EXERCISE TASK:
Please answer these questions using the text below on tax credits for immigrant families:
(a) What is the annual maximum child tax credit per child for families eligible for the full credit?
(b) On whom would the brunt of denying eligibility fall?
(c) Which three supports does the conclusion name?

DOCUMENT EXTRACT:
* Begin *

Perhaps most importantly, though, restricting eligibility for the child tax credit would jeopardize families’ ability to provide their children with basic necessities. As it is now, many families living in poverty are either ineligible for the credit or only eligible for a partial credit, and those that are eligible for the full credit only get an annual maximum credit of $1,000 per child, which covers a mere fraction of the expenses associated with having a family. The brunt of the consequences of denying eligibility will fall on the children—the majority of whom are U.S. citizens—who will not reap the long-term benefits of claiming the credits, including better health, better jobs, and higher incomes. Both credits, contingent on work, would position newly recognized immigrant families on more stable economic footing.

Conclusion

Immigration reform and a road map to citizenship must include access to effective services and tax credits that promote family economic security. Denying this access would betray the nation’s commitment to its people and would be detrimental to the well-being of future generations. By removing supports such as the Supplemental Nutrition Assistance Program, the earned income tax credit, and the child tax credit, the nation would be placing additional and unnecessary obstacles on the long road to citizenship and hurting our nation’s future economy as a result.

* End *

PROVIDED RECORDS:
* Begin *

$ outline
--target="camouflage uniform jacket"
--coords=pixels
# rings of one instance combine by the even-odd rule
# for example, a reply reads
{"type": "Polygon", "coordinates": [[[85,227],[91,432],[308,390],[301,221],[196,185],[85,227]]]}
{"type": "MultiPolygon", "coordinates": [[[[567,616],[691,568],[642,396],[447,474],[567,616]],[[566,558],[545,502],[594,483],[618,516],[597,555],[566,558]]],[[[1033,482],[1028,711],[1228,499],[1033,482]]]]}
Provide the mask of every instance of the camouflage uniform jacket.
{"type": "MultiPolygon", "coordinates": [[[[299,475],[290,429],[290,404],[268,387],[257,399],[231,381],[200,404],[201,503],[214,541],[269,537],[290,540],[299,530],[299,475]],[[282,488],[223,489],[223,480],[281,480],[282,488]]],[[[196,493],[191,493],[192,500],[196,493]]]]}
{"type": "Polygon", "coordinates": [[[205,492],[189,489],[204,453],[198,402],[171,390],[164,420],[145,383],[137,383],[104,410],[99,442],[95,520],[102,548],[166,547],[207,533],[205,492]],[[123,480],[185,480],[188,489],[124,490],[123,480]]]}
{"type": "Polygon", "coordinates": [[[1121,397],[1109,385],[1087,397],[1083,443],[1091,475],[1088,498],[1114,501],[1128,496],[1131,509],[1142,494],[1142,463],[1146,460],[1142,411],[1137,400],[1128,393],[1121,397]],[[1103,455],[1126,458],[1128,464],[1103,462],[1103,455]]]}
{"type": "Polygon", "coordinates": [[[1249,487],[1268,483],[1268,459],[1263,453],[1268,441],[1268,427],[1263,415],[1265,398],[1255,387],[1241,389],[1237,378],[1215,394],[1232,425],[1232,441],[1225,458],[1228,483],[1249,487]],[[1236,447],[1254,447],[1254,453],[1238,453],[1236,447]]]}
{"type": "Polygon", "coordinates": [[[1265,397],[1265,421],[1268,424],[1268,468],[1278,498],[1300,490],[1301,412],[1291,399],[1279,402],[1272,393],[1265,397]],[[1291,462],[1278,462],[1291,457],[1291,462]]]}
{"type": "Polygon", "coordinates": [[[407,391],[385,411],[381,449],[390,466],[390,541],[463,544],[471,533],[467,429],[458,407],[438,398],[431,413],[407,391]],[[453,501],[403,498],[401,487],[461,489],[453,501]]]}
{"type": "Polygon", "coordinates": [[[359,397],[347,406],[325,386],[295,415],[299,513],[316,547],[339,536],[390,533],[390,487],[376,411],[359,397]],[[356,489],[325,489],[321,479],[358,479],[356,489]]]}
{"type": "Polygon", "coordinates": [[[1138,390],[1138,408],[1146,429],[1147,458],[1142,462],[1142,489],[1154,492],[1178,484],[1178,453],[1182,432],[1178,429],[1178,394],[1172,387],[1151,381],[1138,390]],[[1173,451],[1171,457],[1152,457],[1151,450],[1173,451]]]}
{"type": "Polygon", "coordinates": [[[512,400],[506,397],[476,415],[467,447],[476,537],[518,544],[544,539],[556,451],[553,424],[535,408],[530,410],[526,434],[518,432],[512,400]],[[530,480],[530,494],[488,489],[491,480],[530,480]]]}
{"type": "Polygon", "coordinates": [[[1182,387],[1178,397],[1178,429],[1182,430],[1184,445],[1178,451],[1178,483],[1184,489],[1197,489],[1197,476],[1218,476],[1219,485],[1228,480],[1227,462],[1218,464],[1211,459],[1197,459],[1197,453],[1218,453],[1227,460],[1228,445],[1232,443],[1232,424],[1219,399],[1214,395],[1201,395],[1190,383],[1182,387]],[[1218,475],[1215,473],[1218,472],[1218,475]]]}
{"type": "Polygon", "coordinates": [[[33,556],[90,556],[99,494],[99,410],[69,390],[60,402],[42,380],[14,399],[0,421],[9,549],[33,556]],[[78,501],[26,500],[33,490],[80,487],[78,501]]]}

* End *

RESULT:
(a) $1,000
(b) The children, most of whom are U.S. citizens
(c) The Supplemental Nutrition Assistance Program, the earned income tax credit, and the child tax credit